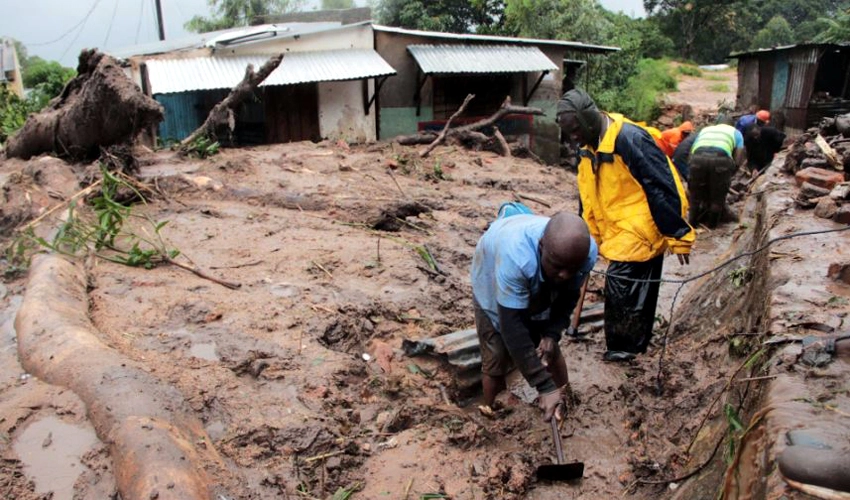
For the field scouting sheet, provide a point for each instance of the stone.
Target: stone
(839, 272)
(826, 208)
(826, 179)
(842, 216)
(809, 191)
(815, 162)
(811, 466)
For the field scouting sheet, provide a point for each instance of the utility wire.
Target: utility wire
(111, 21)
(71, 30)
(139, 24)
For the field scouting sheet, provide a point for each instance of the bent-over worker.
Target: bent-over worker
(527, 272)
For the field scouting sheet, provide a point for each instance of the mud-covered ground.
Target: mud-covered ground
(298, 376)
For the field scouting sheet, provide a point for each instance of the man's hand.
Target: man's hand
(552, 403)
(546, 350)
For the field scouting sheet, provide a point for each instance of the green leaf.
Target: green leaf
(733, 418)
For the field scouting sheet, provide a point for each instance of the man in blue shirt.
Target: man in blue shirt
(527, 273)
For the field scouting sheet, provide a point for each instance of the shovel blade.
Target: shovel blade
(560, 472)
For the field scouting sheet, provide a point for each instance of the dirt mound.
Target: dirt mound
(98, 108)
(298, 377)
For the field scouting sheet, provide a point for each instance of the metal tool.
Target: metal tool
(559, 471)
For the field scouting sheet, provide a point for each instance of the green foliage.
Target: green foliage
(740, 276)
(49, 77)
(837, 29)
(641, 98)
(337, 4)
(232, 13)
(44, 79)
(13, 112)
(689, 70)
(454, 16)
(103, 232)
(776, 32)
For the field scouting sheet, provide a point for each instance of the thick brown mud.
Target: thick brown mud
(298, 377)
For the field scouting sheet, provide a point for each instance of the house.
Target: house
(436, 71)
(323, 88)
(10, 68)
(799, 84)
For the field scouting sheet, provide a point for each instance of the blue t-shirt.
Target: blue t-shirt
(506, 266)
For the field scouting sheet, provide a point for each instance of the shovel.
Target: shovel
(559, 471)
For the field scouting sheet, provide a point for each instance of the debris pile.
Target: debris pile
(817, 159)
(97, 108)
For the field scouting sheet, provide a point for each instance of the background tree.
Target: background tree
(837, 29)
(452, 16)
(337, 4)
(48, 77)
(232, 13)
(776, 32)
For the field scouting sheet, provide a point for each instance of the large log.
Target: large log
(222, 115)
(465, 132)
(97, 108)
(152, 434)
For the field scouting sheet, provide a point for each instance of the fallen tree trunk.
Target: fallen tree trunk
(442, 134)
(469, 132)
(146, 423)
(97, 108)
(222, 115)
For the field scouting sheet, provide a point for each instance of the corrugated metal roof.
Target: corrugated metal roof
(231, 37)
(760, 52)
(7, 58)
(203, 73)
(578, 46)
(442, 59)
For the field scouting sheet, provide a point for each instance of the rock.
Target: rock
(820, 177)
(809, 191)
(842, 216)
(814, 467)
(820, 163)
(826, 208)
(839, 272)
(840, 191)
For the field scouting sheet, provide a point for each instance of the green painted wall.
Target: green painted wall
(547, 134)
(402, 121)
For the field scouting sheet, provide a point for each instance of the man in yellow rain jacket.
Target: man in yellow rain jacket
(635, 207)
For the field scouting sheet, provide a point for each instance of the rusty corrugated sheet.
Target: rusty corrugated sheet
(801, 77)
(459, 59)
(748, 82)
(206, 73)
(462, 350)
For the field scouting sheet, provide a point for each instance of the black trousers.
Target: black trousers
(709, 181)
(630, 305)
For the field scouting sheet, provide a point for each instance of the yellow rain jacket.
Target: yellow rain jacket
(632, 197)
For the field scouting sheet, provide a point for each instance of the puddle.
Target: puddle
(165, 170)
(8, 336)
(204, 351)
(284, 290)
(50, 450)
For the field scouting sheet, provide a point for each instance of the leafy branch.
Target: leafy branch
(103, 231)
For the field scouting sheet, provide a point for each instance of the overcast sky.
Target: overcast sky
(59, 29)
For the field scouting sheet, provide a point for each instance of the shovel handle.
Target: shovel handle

**Problem requirements**
Make an exact reproduction of the listing above, without any pictures.

**Written reply**
For the field scouting sheet, provide a point for each instance of the stone.
Target: stone
(839, 272)
(826, 208)
(826, 179)
(842, 216)
(809, 191)
(815, 162)
(811, 466)
For the field scouting sheet, provide a point for each instance of the utility wire.
Target: utility wire
(111, 21)
(71, 30)
(139, 24)
For the field scouting sheet, provide a point for each instance of the bent-over worker.
Target: bent-over worker
(527, 272)
For the field scouting sheet, provide a point for each instance of the mud-covered ground.
Target: mud-covered ground
(298, 376)
For the field scouting sheet, provide a point for each instance of the man's hand.
Target: man's hand
(552, 403)
(546, 350)
For the field scouting sheet, provide a point for each instance of the green leaf.
Target: green leaf
(733, 418)
For the field scouting sheet, provide a point for each instance of the man in blue shirt.
Target: man in blue shirt
(527, 273)
For the field scouting sheet, provide a point for each instance of the shovel blade.
Target: shovel blade
(560, 472)
For the field scouting sheet, provide a point for each instance of the dirt mound.
Target: dirt mound
(98, 108)
(298, 377)
For the field scouting sheet, provide a point for each instance of the metal tool.
Target: metal tool
(559, 471)
For the field scouting sheet, provide a point for each instance of the green foliage.
Target: green foliage
(740, 276)
(49, 77)
(837, 29)
(641, 98)
(337, 4)
(232, 13)
(44, 79)
(13, 112)
(689, 70)
(454, 16)
(103, 232)
(776, 32)
For the field scouting sheet, provide a point for each instance of the thick brown mud.
Target: thick brown mud
(298, 377)
For the field scouting sheet, provide a point for each instance of the house.
Target: house
(436, 71)
(323, 88)
(10, 68)
(799, 84)
For the field scouting sheet, provide a point for each instance of the blue t-shirt.
Target: blue t-shirt
(506, 266)
For the field scouting sheet, provide a point for each instance of the shovel.
Target: shovel
(559, 471)
For the field scouting sheet, provide a point for each instance of the debris pile.
Target: debris pile
(817, 159)
(97, 108)
For the field scouting sheet, provide a point for each instance of the background tree.
Target: background tree
(837, 29)
(452, 16)
(337, 4)
(48, 77)
(232, 13)
(776, 32)
For the field scouting sheet, provide a point for each instance of the large log.
Target: large log
(222, 115)
(465, 132)
(97, 108)
(152, 434)
For the field scouting sheet, provide a point for each instance of the fallen tree trunk.
Target: fallen tree trunk
(442, 134)
(469, 132)
(146, 423)
(97, 108)
(222, 115)
For the field scouting sheet, provide a point for each instance of the corrugated metal roof.
Target: corrugated metal roof
(231, 37)
(760, 52)
(7, 58)
(203, 73)
(578, 46)
(442, 59)
For the field scouting sheet, provide a point for each instance of the rock.
Target: rock
(820, 177)
(809, 191)
(842, 216)
(814, 467)
(820, 163)
(826, 208)
(839, 272)
(840, 191)
For the field scouting sheet, provide a point for each instance of the green painted wall.
Target: green painted wall
(547, 134)
(402, 121)
For the field scouting sheet, provide a point for each instance of the man in yellow rain jacket.
Target: man in yellow rain jacket
(635, 207)
For the field scouting sheet, provide a point for each instance of the rusty corrugated sheet.
Target: rusty corrugated sheet
(801, 77)
(459, 59)
(748, 82)
(206, 73)
(462, 350)
For the field scouting sheet, provide a point for each instance of the black trousers.
Target: black trousers
(709, 181)
(630, 305)
For the field scouting sheet, provide a point for each instance of the yellow rain jacket.
Target: yellow rain jacket
(632, 197)
For the field scouting sheet, provide a point for each instance of the puddle.
Target: puddle
(165, 170)
(8, 336)
(204, 351)
(284, 290)
(50, 450)
For the field scouting sheet, provide a point for each instance of the leafy branch.
Target: leafy branch
(103, 231)
For the field scouting sheet, provide a point for each instance of the overcast sky.
Target: overcast sky
(59, 29)
For the field scouting sheet, provide a point for each instance of the shovel handle.
Target: shovel handle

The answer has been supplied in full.